• YOUR GOAL: Exact copies are required of the lines from the line containing "the white wall" through the final line of the listing, both included, and of no other lines.

• LISTED ENTRIES:

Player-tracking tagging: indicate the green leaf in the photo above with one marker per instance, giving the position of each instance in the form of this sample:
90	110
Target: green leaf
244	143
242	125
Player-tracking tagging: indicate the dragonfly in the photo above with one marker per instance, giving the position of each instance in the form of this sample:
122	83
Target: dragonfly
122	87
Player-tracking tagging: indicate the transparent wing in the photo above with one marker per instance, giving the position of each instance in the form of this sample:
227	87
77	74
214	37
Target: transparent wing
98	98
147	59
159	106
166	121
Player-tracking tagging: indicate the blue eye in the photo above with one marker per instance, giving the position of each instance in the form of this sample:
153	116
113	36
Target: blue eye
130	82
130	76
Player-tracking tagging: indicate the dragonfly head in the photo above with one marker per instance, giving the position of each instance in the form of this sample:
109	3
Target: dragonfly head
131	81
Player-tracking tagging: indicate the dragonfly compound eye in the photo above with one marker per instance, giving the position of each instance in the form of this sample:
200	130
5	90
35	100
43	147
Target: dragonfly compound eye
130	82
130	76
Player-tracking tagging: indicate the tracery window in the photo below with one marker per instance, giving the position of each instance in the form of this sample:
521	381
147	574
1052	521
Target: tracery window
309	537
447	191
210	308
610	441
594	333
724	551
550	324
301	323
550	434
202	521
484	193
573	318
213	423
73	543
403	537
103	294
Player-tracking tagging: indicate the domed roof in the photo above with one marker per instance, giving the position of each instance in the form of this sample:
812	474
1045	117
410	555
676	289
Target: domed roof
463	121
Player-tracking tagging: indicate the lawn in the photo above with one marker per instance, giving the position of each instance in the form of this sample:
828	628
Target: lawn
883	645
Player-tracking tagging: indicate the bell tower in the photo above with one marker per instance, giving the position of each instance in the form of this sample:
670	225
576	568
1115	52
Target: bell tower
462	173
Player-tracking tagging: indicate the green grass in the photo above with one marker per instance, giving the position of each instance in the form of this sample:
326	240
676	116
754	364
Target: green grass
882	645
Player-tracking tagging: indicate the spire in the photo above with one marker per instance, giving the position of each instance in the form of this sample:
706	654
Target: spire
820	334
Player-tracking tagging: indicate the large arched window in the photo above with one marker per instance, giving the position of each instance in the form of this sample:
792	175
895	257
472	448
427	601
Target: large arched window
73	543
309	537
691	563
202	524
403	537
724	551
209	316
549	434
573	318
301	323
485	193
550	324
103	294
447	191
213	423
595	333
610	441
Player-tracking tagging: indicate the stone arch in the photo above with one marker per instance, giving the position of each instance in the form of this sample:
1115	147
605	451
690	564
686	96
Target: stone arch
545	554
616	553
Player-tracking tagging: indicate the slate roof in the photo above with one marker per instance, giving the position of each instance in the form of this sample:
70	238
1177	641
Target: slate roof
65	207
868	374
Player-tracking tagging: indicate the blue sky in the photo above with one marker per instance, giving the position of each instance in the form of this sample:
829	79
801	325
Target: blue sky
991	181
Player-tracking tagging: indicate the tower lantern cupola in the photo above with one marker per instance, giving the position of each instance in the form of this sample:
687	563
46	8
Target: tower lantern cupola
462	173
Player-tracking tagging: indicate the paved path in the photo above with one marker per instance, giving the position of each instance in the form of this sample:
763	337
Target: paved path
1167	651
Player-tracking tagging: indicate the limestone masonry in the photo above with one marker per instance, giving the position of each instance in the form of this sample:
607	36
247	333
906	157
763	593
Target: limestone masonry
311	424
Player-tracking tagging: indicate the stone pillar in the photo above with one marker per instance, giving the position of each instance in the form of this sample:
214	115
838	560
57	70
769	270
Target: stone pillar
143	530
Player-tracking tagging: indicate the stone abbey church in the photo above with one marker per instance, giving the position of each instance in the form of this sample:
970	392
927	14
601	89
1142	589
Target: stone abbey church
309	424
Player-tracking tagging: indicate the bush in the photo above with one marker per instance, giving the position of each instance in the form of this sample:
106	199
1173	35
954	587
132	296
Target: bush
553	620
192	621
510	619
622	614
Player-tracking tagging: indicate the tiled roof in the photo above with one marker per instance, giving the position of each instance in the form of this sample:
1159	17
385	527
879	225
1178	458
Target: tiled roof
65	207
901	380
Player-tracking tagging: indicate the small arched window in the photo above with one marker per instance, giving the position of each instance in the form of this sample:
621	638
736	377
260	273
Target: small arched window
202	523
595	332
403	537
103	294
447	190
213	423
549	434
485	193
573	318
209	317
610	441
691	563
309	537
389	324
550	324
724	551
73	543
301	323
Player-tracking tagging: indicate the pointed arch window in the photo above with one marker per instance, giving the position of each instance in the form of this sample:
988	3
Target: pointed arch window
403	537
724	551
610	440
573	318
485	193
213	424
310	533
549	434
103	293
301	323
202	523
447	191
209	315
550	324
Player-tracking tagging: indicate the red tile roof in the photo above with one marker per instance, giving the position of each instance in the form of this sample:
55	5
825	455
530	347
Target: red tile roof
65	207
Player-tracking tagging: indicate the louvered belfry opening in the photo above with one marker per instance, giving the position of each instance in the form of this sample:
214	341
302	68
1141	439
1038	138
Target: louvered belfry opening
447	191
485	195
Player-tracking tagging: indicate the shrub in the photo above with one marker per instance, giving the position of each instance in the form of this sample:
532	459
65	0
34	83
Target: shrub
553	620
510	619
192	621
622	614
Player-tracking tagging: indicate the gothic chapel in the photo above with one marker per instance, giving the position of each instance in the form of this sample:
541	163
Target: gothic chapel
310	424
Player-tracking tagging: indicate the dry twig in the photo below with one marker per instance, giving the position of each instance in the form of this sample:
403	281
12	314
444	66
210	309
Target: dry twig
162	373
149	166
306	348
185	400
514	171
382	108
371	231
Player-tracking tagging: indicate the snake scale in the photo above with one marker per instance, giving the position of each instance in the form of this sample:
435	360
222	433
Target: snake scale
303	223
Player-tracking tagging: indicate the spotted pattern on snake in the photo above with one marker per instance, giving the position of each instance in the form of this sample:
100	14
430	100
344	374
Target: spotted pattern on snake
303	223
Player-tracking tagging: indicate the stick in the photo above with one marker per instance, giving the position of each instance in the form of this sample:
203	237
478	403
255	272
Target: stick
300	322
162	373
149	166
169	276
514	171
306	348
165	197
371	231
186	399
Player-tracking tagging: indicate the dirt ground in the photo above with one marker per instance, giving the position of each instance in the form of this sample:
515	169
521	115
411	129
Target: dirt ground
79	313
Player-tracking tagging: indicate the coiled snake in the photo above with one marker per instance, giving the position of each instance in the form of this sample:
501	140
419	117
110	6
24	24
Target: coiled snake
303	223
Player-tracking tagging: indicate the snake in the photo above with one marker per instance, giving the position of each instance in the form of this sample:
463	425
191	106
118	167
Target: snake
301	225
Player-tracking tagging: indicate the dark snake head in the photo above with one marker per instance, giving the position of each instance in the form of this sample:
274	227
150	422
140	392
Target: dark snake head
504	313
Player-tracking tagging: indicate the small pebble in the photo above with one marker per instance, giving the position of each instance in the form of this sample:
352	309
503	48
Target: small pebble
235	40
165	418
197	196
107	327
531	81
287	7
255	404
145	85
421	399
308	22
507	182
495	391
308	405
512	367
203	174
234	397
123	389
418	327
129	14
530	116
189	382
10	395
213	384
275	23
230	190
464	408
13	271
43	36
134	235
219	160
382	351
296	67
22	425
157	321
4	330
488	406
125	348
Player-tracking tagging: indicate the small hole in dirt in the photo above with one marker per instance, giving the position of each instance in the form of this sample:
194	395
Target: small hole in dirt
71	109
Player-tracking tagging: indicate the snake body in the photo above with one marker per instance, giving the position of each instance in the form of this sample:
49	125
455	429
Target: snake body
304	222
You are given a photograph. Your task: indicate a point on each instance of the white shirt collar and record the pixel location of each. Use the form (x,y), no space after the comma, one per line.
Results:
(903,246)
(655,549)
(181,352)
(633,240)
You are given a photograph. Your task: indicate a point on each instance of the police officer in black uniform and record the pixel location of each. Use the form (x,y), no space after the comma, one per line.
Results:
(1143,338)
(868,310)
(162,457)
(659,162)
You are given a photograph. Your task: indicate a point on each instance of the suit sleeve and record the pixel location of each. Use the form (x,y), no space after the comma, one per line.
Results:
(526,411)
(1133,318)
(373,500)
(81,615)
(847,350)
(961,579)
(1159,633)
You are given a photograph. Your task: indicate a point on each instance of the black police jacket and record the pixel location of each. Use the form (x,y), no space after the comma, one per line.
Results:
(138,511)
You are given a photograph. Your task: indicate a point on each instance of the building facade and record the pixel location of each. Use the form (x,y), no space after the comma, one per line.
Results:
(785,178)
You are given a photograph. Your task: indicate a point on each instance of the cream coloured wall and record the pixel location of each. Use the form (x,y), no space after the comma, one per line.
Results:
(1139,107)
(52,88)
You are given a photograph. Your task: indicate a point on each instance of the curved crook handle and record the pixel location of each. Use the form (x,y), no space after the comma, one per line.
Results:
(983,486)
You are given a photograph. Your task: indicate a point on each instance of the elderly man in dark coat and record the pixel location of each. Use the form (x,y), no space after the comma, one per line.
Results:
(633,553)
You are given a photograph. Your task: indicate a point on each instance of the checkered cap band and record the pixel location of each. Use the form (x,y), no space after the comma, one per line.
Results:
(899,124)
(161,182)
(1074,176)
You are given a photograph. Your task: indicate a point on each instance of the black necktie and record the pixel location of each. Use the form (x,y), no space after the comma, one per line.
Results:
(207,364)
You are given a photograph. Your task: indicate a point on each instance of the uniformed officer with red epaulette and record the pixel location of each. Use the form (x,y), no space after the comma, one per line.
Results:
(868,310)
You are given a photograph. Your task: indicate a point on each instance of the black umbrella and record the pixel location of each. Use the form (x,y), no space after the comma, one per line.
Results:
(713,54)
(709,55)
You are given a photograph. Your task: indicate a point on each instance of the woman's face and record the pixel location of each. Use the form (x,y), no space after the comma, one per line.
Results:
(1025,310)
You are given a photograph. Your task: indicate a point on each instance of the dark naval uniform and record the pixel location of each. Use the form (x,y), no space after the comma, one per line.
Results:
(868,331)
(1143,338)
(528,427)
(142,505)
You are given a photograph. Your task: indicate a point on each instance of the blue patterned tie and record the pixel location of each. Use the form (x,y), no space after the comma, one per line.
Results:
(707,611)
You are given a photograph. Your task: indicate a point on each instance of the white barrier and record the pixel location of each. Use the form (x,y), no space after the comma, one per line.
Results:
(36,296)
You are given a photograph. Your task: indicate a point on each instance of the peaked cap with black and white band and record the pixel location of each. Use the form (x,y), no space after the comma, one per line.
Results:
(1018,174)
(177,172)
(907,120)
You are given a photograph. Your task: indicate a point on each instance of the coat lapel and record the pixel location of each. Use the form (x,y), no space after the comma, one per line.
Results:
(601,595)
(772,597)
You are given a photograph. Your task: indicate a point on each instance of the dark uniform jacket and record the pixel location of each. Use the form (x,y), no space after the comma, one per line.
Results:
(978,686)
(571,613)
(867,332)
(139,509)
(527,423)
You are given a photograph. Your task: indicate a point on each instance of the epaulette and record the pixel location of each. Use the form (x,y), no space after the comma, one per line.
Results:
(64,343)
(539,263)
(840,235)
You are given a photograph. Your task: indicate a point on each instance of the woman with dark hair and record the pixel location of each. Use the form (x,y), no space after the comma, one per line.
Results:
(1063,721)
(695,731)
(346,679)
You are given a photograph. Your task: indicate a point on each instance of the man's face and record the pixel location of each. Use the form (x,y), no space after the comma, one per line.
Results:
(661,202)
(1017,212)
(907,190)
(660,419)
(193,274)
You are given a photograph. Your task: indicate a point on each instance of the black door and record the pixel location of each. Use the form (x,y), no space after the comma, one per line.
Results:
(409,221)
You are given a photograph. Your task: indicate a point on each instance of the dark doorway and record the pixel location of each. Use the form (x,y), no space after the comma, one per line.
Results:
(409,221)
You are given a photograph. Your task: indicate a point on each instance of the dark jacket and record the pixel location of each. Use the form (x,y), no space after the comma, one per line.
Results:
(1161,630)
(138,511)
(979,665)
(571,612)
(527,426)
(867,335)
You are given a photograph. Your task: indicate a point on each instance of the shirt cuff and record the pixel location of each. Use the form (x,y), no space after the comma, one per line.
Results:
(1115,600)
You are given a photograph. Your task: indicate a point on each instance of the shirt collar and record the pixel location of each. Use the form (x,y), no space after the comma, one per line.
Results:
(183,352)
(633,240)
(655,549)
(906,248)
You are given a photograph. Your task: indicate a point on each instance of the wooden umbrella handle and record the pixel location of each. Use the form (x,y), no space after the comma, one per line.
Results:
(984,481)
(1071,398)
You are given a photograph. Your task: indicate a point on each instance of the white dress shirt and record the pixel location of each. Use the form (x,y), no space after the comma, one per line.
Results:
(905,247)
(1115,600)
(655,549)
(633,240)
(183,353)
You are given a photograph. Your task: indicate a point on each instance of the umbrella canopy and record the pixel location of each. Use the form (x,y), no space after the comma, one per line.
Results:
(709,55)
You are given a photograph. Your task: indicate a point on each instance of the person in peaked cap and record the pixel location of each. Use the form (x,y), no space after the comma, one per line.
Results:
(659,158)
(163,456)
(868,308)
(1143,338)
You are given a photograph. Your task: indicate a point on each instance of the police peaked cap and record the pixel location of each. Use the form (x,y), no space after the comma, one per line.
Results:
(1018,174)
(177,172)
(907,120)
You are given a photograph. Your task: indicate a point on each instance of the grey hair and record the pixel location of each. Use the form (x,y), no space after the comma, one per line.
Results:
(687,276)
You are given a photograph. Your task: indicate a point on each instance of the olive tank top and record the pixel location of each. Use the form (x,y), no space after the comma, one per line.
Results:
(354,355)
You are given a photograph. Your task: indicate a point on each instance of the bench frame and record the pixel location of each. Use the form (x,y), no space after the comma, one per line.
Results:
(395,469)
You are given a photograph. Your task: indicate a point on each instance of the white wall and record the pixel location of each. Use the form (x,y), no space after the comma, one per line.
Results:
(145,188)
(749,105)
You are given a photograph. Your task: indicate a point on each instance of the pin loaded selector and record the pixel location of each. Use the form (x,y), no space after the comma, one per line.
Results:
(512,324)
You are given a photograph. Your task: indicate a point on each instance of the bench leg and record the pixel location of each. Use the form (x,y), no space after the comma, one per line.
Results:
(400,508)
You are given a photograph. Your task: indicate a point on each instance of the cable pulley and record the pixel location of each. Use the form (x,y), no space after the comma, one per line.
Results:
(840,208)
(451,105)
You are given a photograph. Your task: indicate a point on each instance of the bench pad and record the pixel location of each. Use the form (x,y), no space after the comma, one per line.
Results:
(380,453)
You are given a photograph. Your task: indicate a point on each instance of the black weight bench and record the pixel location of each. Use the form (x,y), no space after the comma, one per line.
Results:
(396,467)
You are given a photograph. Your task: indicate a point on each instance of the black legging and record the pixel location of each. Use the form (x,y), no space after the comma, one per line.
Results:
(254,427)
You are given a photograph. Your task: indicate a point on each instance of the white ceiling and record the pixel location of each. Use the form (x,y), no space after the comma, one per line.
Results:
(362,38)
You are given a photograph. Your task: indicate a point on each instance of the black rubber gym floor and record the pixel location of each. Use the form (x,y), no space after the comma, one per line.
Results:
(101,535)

• SOLUTION TO THIS EXERCISE:
You are given a photograph. Your task: indicate a point on each instance of the white wall and record the pixel location of each. Use the form (x,y), no space after the comma, one per line.
Results:
(145,188)
(749,105)
You are given a photograph. Your task: indicate a point on each instance of the pin loaded selector and record the pixel location of each. Use the form (x,y), no space after the comma, one per line.
Results:
(512,324)
You are given a photograph. Your task: indicate a point on each instance of the bench leg and record the pixel location of each. Use the form (x,y), no space after the comma, one per line.
Results:
(400,508)
You are given a photograph. Your task: indicate a point on each instance of the cable pulley and record the pixel location of each. Use the form (x,y), no space after the comma, one per line.
Results:
(840,208)
(451,105)
You are given a photograph. Your task: indicate a point on each instance of the bench pad and record the pixel location of each. Use the form (x,y), no space after the comma, one per line.
Results:
(380,453)
You are given a photograph. Your task: indicate a point on each instance of the black weight bench and record the pixel location of each. Use the form (x,y), no space after the comma, one per line.
Results:
(396,467)
You are given a photograph. Your task: indicate a point on each instance of the black legging and record the pixel location of each. Use the form (x,y), no space after the comma, one per line.
Results:
(254,427)
You are given a photograph. Your task: indicate a point on each instance of the white ceiling and record the pixel location of each. Use the form (x,y), no space after the comma, one per line.
Results:
(362,38)
You are given a photograph. Your task: indicate a point on each instance of the black rubber gym floor and record the pixel location of each. Use the form (x,y), no space after the comma, one per line.
Results:
(101,535)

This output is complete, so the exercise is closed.